+++ Information provided

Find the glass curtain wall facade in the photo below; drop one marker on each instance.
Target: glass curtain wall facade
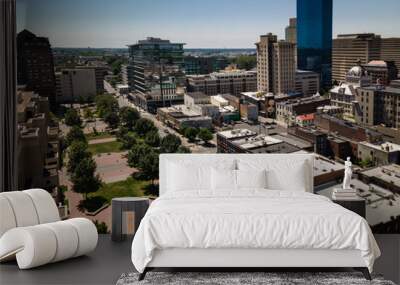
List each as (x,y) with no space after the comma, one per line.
(156,62)
(314,37)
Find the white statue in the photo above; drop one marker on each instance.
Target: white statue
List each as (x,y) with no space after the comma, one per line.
(347,174)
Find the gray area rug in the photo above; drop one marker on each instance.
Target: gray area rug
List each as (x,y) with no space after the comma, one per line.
(239,278)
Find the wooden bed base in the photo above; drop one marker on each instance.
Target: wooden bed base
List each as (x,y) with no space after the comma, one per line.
(363,270)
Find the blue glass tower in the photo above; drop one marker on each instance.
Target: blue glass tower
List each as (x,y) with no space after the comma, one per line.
(314,37)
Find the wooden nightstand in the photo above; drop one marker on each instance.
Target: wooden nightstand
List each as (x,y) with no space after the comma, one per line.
(357,206)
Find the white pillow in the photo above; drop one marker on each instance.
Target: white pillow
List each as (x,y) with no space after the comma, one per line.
(223,179)
(282,174)
(251,179)
(190,175)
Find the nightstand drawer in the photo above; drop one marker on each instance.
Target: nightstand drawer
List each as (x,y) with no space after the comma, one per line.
(357,206)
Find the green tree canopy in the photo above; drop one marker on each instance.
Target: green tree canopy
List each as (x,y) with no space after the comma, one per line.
(137,152)
(77,151)
(84,178)
(143,126)
(148,165)
(106,104)
(205,135)
(112,120)
(191,134)
(170,144)
(75,134)
(128,117)
(152,138)
(72,118)
(128,140)
(183,149)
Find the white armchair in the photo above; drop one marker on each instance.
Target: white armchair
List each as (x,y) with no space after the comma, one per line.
(31,230)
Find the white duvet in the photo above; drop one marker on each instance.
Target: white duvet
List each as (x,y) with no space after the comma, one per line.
(250,219)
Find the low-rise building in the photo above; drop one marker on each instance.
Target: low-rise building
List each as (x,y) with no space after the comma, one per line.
(383,206)
(249,112)
(381,72)
(246,141)
(122,89)
(331,111)
(307,82)
(318,139)
(378,104)
(38,143)
(76,84)
(181,116)
(305,120)
(379,154)
(224,82)
(287,111)
(387,176)
(152,100)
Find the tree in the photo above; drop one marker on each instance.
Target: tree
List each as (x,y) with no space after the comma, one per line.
(128,117)
(137,152)
(152,138)
(112,120)
(72,118)
(76,152)
(143,126)
(170,144)
(84,178)
(106,104)
(87,113)
(75,134)
(205,135)
(148,165)
(128,140)
(191,134)
(183,149)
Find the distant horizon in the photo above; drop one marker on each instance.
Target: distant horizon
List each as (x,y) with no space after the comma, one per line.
(206,24)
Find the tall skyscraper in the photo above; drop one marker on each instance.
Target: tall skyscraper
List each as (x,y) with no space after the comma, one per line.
(155,60)
(291,31)
(276,65)
(314,37)
(35,65)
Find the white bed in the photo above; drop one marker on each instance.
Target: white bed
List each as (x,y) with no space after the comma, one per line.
(248,227)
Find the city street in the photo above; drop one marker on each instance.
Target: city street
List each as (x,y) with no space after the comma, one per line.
(165,130)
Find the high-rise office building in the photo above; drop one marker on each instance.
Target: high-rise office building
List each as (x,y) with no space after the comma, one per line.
(291,31)
(351,49)
(314,37)
(76,84)
(35,64)
(276,65)
(155,60)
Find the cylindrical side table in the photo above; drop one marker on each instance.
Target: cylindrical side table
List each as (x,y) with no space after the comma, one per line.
(127,212)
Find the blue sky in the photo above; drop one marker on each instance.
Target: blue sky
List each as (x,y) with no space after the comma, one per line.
(199,23)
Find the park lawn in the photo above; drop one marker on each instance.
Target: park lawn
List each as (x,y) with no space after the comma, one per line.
(127,188)
(104,135)
(108,147)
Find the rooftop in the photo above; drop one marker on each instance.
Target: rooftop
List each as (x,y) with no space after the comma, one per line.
(292,140)
(197,95)
(237,134)
(382,204)
(388,173)
(385,147)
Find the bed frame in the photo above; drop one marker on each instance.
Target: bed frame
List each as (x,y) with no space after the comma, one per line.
(256,259)
(250,259)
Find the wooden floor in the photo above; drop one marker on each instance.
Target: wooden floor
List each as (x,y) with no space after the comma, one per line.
(110,260)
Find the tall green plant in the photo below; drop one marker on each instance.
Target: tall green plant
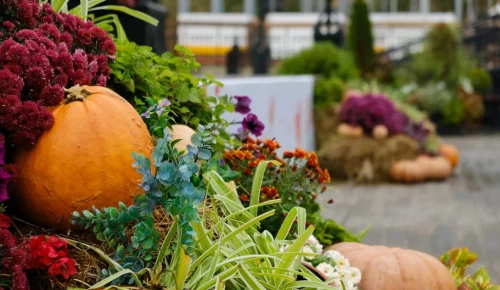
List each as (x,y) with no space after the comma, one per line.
(108,22)
(361,38)
(322,59)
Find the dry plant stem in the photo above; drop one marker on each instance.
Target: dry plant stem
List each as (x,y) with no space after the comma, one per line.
(76,93)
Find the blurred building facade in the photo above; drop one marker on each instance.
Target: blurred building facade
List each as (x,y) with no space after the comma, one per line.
(210,27)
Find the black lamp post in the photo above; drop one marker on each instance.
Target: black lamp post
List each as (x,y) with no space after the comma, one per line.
(328,27)
(260,51)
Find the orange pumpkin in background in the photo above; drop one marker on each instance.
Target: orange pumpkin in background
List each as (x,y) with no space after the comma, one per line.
(408,171)
(439,168)
(386,268)
(451,153)
(84,160)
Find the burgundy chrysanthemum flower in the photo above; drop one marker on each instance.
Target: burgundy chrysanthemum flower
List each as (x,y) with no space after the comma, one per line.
(10,84)
(41,52)
(242,104)
(252,124)
(64,267)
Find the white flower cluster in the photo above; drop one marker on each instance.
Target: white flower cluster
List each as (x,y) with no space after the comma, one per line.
(340,271)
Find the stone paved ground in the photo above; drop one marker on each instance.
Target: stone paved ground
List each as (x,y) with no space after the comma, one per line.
(433,217)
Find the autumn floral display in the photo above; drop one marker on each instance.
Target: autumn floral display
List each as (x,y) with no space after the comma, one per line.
(38,252)
(41,53)
(298,181)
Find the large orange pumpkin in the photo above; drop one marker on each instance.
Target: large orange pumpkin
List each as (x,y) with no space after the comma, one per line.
(84,160)
(395,268)
(451,153)
(408,171)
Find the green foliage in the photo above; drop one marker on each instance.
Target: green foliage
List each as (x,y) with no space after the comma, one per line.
(480,80)
(361,38)
(108,22)
(323,59)
(328,232)
(454,112)
(328,91)
(443,59)
(145,78)
(175,184)
(457,260)
(433,97)
(230,252)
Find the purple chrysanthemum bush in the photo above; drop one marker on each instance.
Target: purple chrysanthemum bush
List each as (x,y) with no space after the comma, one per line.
(41,53)
(369,110)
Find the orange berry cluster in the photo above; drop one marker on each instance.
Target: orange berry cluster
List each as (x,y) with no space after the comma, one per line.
(312,169)
(298,164)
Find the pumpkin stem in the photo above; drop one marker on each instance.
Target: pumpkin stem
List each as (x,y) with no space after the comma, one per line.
(76,93)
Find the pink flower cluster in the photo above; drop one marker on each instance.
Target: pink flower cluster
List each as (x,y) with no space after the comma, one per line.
(41,53)
(40,252)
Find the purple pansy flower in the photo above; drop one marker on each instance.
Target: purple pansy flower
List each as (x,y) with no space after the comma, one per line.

++++++

Task goal
Copy out all the items above with "drop one marker" renamed to "place one dot" everywhere and every other part left as it is. Leave the pictures out.

Worked solution
Find the glass curtain wall facade in the photo below; place one dot on each instance.
Target: glass curtain wall facade
List each as (x,y) with no space after the comma, one per line.
(156,62)
(314,37)
Find the white statue in the photo above; place one dot on each instance.
Target: white statue
List each as (x,y) with no space after the comma, one per line.
(347,174)
Find the gray area rug in the photo above; place one dot on each instance.
Target: gray area rug
List each as (x,y) with no space after the comma, one per line.
(239,278)
Find the wooden bed base in the photo above; place one dot on each instance.
Target: wooden bed base
List each as (x,y) with no space after the comma, one per line.
(363,270)
Find the blue glass tower in the photo above; place one dot on each instance.
Target: blue glass tower
List each as (x,y) with no space after the comma, one per line.
(314,37)
Find the wooden nightstand in the photo above; place one dot on each instance.
Target: wooden nightstand
List each as (x,y) with no space after the comma, one per line.
(357,206)
Find the white pillow in the photo above; place one dot on each instance.
Target: white pillow
List each as (x,y) with no space after the comma, one per line.
(223,179)
(282,174)
(251,179)
(190,175)
Find the nightstand drawer in the photo above; place one dot on each instance.
Target: nightstand drawer
List each as (x,y) with no space after the comma, one per line.
(357,206)
Find the green tree canopy in the photo above; place one dot on each instance.
Target: green tree canopy
List each as (x,y) with no space after the comma, one per line.
(137,152)
(77,151)
(84,178)
(143,126)
(148,165)
(106,104)
(205,135)
(112,120)
(191,134)
(170,144)
(75,134)
(128,117)
(152,138)
(72,118)
(128,140)
(183,149)
Find the white armchair in the photo above; place one dot on each instance.
Target: white armchair
List each as (x,y) with no space after the comma, one per line.
(31,230)
Find the white duvet in the photo above; place one dot on each instance.
Target: white duvet
List each as (x,y) with no space after the comma, one per line.
(250,219)
Find the low-rise building in the photo above; place one dot on each instance.
Target: low-rise building
List each as (x,y) with no space after the comma, one per line.
(383,206)
(249,112)
(381,72)
(246,141)
(122,89)
(331,111)
(307,82)
(318,139)
(378,104)
(38,143)
(76,84)
(181,116)
(305,120)
(379,154)
(224,82)
(287,111)
(387,176)
(152,100)
Find the tree in the photo above; place one dot on each instance.
Target: tree
List each as (x,y) with no space after the comma, one per line.
(128,117)
(137,152)
(152,138)
(112,120)
(72,118)
(76,152)
(143,126)
(170,144)
(84,178)
(106,104)
(87,113)
(75,134)
(205,135)
(148,165)
(128,140)
(191,134)
(183,149)
Find the distant horizon in the photo above; place one dot on each instance.
Target: distant horizon
List each as (x,y) with no space after the comma, one per line.
(206,24)
Find the tall skyscraper in the photo above; place one dot on each instance.
Target: tall skyscraper
List each as (x,y) with no space after the comma, one per line.
(155,60)
(291,31)
(276,65)
(314,37)
(35,65)
Find the white bed in the photo above; place one dot on each instance.
Target: white bed
List each as (x,y) with no space after the comma, one per line.
(248,227)
Find the city street in the photo above; place one dot on each instance.
Target: city street
List each as (x,y) with no space after the comma, one per line.
(165,130)
Find the high-rise office building in the photo above; place one dot on each instance.
Target: high-rise office building
List each as (x,y) with no space after the comma, one per line.
(291,31)
(351,49)
(314,37)
(76,84)
(35,64)
(276,65)
(155,60)
Find the cylindrical side table in the photo above; place one dot on each instance.
Target: cylindrical side table
List each as (x,y) with no space after the comma, one per line.
(127,212)
Find the blue sky in the photo above; place one dot on each instance.
Target: blue sky
List each as (x,y) with no space after the comma, one per line.
(199,23)
Find the park lawn in the photo above; place one dot on each instance.
Target: park lawn
List each as (x,y) with no space after the comma, one per line.
(127,188)
(104,135)
(108,147)
Find the rooftop in the photo above; place one dot on each instance.
Target: rooftop
List each as (x,y) with no space after the comma, one per line.
(292,140)
(197,95)
(237,134)
(382,204)
(388,173)
(385,147)
Find the bed frame in the photo above; place one dot on each instance.
Target: bed frame
List each as (x,y) with no space after the comma, one per line.
(256,259)
(250,259)
Find the wooden floor in the photo above; place one dot on each instance.
Target: wooden floor
List each as (x,y) with no space after the comma, one per line.
(110,260)
Find the tall green plant in the photo below; place one dot on each instance.
Target: tall green plant
List each as (x,y) with no space after the comma, one per line.
(108,22)
(361,38)
(322,59)
Find the dry plant stem in the photo above; place one dot on each instance.
Target: dry plant stem
List each as (x,y) with no space after the comma, one per line.
(76,93)
Find the blurred building facade in the photo above; place one dot on each instance.
Target: blurred building facade
List each as (x,y) with no space after the comma, one per line.
(210,27)
Find the black lamp post in the photo above; place one dot on each instance.
Target: black lamp post
List each as (x,y) with no space after the comma, one per line.
(328,27)
(260,51)
Find the orange pumpkin in background in the photo above; place one dot on each instance.
Target: orange pumpkin in background
List each as (x,y) with no space after the comma, one per line.
(408,171)
(439,168)
(386,268)
(451,153)
(84,160)
Find the burgundy chrysanthemum flower in the photo above; place one dot on each instance.
Target: burgundy chrysanthemum flower
List each as (x,y) with no space after the comma, one per line.
(10,84)
(41,52)
(242,104)
(252,124)
(64,267)
Find the white flower cluster in the photo above; place one dot on each instance.
Target: white flower cluster
List each as (x,y) with no space after the comma, one per line.
(340,271)
Find the stone paved ground in the photo above; place one dot on each instance.
Target: stone paved ground
List each as (x,y) with no space after the comma, one per line.
(433,217)
Find the autumn floral display in the photo above; place one dot on each instance.
Target: autumn floral display
List each as (x,y) with no space after the comma, one per line.
(38,252)
(41,53)
(298,181)
Find the large orange pumpkin in the photo above; place one dot on each instance.
Target: large orange pumpkin
List each as (x,y) with no space after the comma, one per line.
(84,160)
(395,268)
(451,153)
(408,171)
Find the green foliage in the photo above; place one dot on each instance.
Target: green foliage
List each as (x,y) with no space after the comma, one per line.
(480,80)
(361,38)
(108,22)
(323,59)
(328,232)
(454,112)
(328,91)
(443,59)
(145,78)
(175,184)
(457,260)
(433,97)
(230,252)
Find the purple chrysanthemum bush in the photo above; place one dot on each instance.
Target: purple chrysanthemum bush
List each as (x,y) with no space after the comma, one per line.
(41,53)
(369,110)
Find the orange berry cluster in the photo above; place one dot on each instance.
Target: orange berry cluster
List each as (x,y) with no space after the comma, one per line.
(312,169)
(298,164)
Find the pumpkin stem in the photo above; place one dot on each instance.
Target: pumpkin stem
List each as (x,y) with no space after the comma, one per line.
(76,93)
Find the pink flower cluster in the photo above; place one dot on each instance.
Target: pink flower cluster
List each as (x,y) with no space after the comma, one per line.
(41,53)
(40,252)
Find the purple pansy flower in the photo above; place one dot on each instance.
Target: purple pansy flower
List each as (x,y) with no space after the comma, one per line.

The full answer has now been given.